◆ Action item ◆
Pick out every line of the entries below where "evenodd" occurs, and copy those lines.
Top of Exercise data
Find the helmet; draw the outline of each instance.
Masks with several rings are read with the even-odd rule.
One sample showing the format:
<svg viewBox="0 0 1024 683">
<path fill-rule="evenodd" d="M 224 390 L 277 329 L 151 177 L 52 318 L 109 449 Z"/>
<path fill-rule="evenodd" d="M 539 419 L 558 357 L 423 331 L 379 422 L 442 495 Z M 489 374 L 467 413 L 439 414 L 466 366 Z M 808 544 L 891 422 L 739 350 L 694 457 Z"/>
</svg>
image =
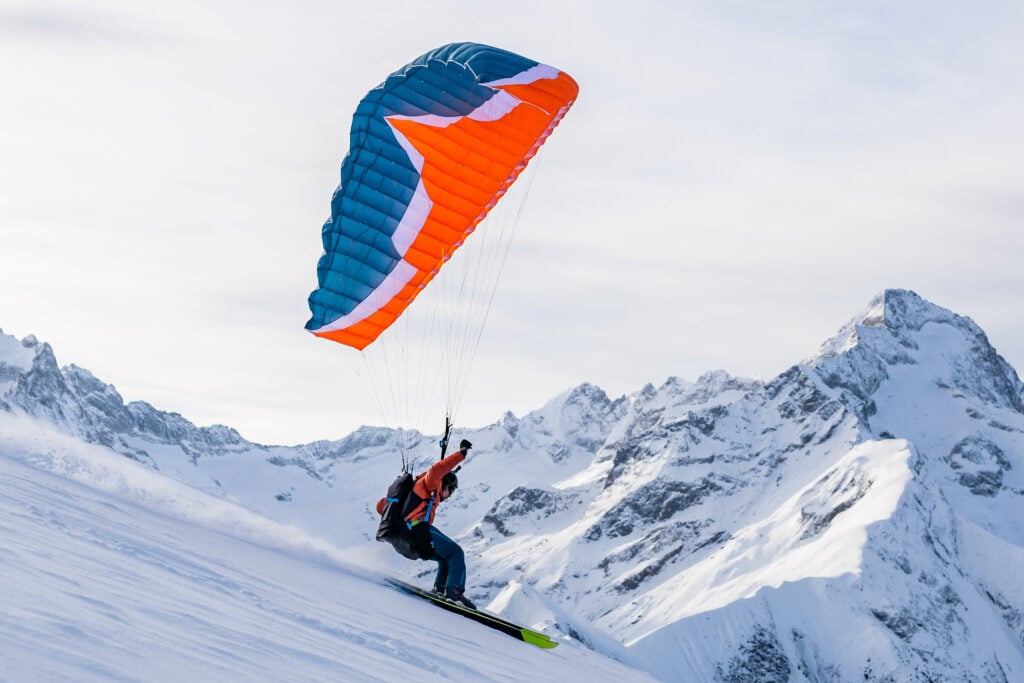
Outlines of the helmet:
Bottom of Exercise data
◆ Answer box ◆
<path fill-rule="evenodd" d="M 224 390 L 277 329 L 151 177 L 52 318 L 109 449 Z"/>
<path fill-rule="evenodd" d="M 539 419 L 558 357 L 423 331 L 379 422 L 442 495 Z M 489 374 L 467 413 L 439 414 L 466 366 Z M 808 544 L 891 422 L 739 350 L 694 457 Z"/>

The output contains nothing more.